• Given request: Rewrite every item below, putting "single point" in place of each "single pixel" and leaving everything else unchanged.

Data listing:
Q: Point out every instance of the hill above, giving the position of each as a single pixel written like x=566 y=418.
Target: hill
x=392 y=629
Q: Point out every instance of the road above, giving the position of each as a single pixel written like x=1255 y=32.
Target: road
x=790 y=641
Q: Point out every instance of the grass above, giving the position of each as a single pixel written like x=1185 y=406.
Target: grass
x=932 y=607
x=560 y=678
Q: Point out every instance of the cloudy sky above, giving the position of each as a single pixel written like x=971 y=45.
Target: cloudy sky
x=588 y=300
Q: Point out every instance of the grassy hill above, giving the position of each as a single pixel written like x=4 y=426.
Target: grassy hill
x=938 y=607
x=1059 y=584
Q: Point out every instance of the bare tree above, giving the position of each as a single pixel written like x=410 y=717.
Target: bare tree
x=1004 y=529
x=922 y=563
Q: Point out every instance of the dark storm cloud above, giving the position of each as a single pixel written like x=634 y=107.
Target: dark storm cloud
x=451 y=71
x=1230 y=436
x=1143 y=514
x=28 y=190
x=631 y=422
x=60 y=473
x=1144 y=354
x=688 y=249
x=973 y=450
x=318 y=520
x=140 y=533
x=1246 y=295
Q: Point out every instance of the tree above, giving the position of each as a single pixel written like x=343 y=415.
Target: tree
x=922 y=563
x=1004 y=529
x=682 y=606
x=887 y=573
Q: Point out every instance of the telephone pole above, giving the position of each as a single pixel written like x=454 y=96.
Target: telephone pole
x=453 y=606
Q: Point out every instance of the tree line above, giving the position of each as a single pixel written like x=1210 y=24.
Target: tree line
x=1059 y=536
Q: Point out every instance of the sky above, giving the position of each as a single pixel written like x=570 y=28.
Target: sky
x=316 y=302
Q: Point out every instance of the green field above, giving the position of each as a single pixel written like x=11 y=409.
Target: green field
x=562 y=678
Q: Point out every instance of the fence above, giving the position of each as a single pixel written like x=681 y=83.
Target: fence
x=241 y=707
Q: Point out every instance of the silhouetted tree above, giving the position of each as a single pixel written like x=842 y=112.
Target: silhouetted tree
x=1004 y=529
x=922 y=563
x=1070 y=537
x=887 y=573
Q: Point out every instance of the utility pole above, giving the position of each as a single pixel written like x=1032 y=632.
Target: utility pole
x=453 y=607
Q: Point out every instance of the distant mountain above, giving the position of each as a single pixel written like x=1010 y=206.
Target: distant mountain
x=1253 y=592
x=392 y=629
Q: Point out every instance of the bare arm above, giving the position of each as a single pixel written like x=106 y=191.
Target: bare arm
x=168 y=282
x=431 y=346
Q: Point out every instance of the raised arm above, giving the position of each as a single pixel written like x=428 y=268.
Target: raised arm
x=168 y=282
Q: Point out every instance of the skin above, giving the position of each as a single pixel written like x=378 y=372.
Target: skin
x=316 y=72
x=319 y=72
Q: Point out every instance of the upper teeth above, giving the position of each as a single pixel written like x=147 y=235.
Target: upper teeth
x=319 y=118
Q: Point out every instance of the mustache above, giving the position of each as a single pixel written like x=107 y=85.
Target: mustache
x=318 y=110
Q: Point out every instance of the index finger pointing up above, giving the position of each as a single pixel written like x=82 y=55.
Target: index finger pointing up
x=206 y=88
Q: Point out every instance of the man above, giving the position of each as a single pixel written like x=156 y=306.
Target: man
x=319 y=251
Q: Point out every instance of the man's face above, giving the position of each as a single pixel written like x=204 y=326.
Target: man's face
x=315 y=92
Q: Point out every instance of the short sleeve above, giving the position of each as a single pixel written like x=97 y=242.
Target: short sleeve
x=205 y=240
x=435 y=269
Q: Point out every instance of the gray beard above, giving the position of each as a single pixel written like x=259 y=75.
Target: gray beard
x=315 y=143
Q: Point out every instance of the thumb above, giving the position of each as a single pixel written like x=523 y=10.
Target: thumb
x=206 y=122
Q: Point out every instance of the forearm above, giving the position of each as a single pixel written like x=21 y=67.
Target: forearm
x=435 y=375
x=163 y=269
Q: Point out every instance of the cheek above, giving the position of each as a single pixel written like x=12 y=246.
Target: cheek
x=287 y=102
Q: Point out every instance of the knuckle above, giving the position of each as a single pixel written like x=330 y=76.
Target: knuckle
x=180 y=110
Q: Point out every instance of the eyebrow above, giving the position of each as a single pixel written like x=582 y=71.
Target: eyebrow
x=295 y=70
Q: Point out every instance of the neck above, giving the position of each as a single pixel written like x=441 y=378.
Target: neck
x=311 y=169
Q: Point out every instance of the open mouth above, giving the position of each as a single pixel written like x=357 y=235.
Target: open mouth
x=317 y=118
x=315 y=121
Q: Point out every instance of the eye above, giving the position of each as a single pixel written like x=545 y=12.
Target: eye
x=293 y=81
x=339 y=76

• Answer below:
Q: Point out every instance of the hill above, giving the position of each as a single point written like x=566 y=418.
Target: hill
x=392 y=629
Q: Point out every instance of the road above, giving the position of each as a single point written like x=1255 y=32.
Target: road
x=790 y=641
Q: Point out every instance of the grass above, giving the position of each as a single point written like x=1185 y=406.
Target: grass
x=932 y=607
x=560 y=678
Q: Point out every instance of the cloudy sky above, giving the position of each as a single point written like x=971 y=45.
Target: cloudy sky
x=588 y=300
Q: Point out every instance of the grassy hill above, giving the position of each as a single point written like x=4 y=426.
Target: grassy hill
x=938 y=607
x=1059 y=584
Q: Point out every instance of the bare tree above, giving the position of each as a single point written like x=410 y=717.
Target: bare tree
x=1004 y=529
x=922 y=563
Q: Point out every instance of the dark storm cloud above, giving the position of each as a single point written like x=634 y=107.
Target: dark storm cloud
x=451 y=71
x=1230 y=436
x=1143 y=514
x=28 y=190
x=631 y=422
x=60 y=473
x=1144 y=354
x=688 y=249
x=973 y=450
x=318 y=520
x=140 y=533
x=1246 y=295
Q: Point out every instance of the tree above, giving the position of each as a single point written like x=343 y=415.
Target: tree
x=922 y=563
x=1004 y=529
x=682 y=606
x=887 y=573
Q: Point out every instance of the telephone pole above, giving the position of each as a single point written like x=454 y=96.
Target: telephone pole
x=453 y=606
Q: Point out every instance of the tree line above, giving the position of each as a single point written like x=1210 y=24.
Target: tree line
x=1059 y=536
Q: Point out every instance of the sky above, giving the position of each as a single point written like x=570 y=28.
Target: sky
x=316 y=302
Q: Point out every instance of the green field above, giving the position of each as a single point written like x=11 y=409.
Target: green field
x=562 y=678
Q: Point out every instance of the fence above, giving the position of each as a single point written like x=681 y=83.
Target: fence
x=241 y=707
Q: Point out every instance of the silhouetted tree above, giving the position of each as a single point written like x=842 y=112.
Target: silhouetted tree
x=1004 y=529
x=922 y=563
x=1070 y=537
x=887 y=573
Q: Point out every instance of the utility pole above, giving the position of each as a single point written like x=1032 y=632.
Target: utility pole
x=453 y=607
Q: Point out every instance of the distant mountain above, giving the position of each as a single point written like x=1010 y=206.
Target: distant mountain
x=1253 y=592
x=392 y=629
Q: Point out every instance of the bare arm above, giving the position of each as a single point written like x=106 y=191.
Target: bare arm
x=168 y=282
x=431 y=346
Q: Point out every instance of the raised arm above, giving the position of each as a single point written like x=428 y=268.
Target: raised arm
x=168 y=282
Q: Point out every instance of the skin above, giving the position of each as a single point written like x=378 y=372.
Target: skin
x=316 y=72
x=319 y=72
Q: Point out every instance of the upper teeth above, giving the position of each as a single point written like x=147 y=235.
Target: upper teeth
x=319 y=118
Q: Point out every instance of the mustache above, giving the position of each as a single point written like x=107 y=85.
Target: mustache
x=318 y=110
Q: Point out every instance of the index finger pointing up above, giving the position of each as a single point written like x=82 y=55.
Target: index finger pointing up
x=206 y=88
Q: Point out every instance of the man above, giving the position of each as a single point written like x=156 y=306.
Target: man
x=319 y=251
Q: Point out every instance of the man's face above, giving the position of each as a single point written like x=204 y=326.
Target: man's face
x=315 y=92
Q: Point out every instance of the short sleeve above, giving the position of each as a single point written like x=97 y=242.
Target: short sleeve
x=205 y=240
x=435 y=269
Q: Point out every instance of the gray beard above, giving the position of each as a single point written like x=259 y=75.
Target: gray beard
x=315 y=143
Q: Point out every instance of the thumb above, giving the position of each as a single point written like x=523 y=10.
Target: thumb
x=206 y=122
Q: Point out every instance of the forearm above, giving the position of each as a single point written like x=21 y=67.
Target: forearm
x=435 y=375
x=163 y=269
Q: Point out every instance of the cheek above, giving the position of each as a single point written like x=12 y=246.
Target: cheek
x=287 y=102
Q: Point out every instance of the knuckle above, giving the position of each as a single point written like x=330 y=76.
Target: knuckle
x=180 y=110
Q: Point out every instance of the eyebrow above, giving the position of each as a single point written like x=582 y=71.
Target: eyebrow
x=295 y=70
Q: Point out every instance of the neck above, giving the position of each as a single point written like x=441 y=378.
Target: neck
x=311 y=169
Q: Point out every instance of the open mouth above, giving the position of each as a single point written like x=357 y=235.
Target: open mouth
x=317 y=118
x=315 y=121
Q: Point out every instance of the eye above, giving the position of each as a single point written like x=545 y=12.
Target: eye
x=293 y=81
x=339 y=76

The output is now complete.